READING TEXT ->

In a Thin Place
The veil drawn aside in the aftermath of the Assisted Dying Bills.
I began taking notes for this article on the night that the Scottish Parliament voted on the Assisted Dying Bill which was introduced by Scottish Liberal Democrat Liam McArthur; thankfully it failed to win the majority vote. It was a close call, and every argument I heard for or against was very vague and didn’t seem to ever get to the very guts of the issue. I couldn’t put my finger on why, waiting for the result of the vote, this felt like a watershed moment; the dreadful realisation that our United Kingdom was built by people with a much firmer grasp on ethics and truth than those drafting bills now. So, I began to think about these concepts that kept being plated up, ‘rights’, ‘autonomy’, ‘dignity’ as if they’re self explanatory concepts. Well, to believe that they are self explanatory is to presume a moral foundation and I cannot see that any argument in favour of assisted dying can be resting on one. My fear is that this Bill should it pass at a later date, is the fruit of a long and slow degradation of truth and the abdication from natural law to moral relativism, and I fail to see how a coherent system of law can function on this basis.

RAW DATA ->
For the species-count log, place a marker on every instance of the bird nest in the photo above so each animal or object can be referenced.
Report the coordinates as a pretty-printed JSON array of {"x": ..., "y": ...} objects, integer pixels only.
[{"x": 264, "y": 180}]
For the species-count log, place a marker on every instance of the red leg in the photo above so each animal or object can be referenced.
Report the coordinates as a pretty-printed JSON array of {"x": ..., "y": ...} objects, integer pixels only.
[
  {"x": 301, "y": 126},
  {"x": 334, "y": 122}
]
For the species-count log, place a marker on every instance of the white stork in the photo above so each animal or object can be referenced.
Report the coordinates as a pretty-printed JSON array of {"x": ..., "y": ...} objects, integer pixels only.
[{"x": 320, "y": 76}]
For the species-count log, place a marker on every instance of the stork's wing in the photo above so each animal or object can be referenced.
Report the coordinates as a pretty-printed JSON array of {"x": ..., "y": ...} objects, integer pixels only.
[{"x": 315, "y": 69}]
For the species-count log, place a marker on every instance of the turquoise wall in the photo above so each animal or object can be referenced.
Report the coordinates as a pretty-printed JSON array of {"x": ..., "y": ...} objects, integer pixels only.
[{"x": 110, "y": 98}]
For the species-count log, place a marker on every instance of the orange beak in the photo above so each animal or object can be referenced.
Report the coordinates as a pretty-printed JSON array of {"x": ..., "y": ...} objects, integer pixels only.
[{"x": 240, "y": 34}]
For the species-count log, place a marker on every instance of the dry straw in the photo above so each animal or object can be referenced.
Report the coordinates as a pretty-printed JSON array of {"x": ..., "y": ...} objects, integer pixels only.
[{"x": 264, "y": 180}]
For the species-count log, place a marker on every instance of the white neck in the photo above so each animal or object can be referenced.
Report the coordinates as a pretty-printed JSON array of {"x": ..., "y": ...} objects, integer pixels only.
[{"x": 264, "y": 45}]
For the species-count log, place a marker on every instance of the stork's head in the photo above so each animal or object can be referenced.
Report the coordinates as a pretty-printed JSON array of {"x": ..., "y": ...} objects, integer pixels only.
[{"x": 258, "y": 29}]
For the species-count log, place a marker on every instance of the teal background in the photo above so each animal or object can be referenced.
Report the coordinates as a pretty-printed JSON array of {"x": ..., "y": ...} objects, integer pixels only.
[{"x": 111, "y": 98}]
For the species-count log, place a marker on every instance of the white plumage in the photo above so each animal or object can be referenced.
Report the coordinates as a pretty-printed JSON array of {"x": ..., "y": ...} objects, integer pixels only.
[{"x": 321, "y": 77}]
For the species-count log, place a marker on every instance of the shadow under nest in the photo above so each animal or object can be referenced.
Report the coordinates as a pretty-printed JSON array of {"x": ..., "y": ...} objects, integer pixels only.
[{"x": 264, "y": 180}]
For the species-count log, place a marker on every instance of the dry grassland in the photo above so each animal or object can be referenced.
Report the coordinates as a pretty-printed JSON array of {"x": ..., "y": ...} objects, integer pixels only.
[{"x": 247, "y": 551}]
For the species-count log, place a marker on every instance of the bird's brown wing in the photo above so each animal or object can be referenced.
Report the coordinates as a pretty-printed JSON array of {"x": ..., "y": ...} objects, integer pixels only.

PARTS OF THE EXERCISE ->
(1) List the concepts that the article on assisted dying puts in quotation marks.
(2) Pick up the article on assisted dying after its final sentence and continue it.
The lines above are separate material and have nothing to do with the article on assisted dying.

YOUR WRITTEN ANSWERS ->
(1) ‘rights’, ‘autonomy’, ‘dignity’

(2)
“If God does not exist then everything is permitted.” – Dostoyevsky
The idea of a fundamental human right to life rests on the belief that human beings are uniquely made in the image of God and therefore have inherent dignity. We know that we are set apart from the animal kingdom because of two things: speech and reason. But these things don’t necessarily earn us ‘rights’, if we needed to earn our human rights, they would no longer be inalienable. Why should we have inalienable rights regardless of committing a heinous crime for example? Well, the assumption is that we are all equal in the eyes of God and despite our sins, Christ’s mercy is not limited nor prejudiced. If humanity creates it’s own rights, then they can be revised or removed according to, say, a vote.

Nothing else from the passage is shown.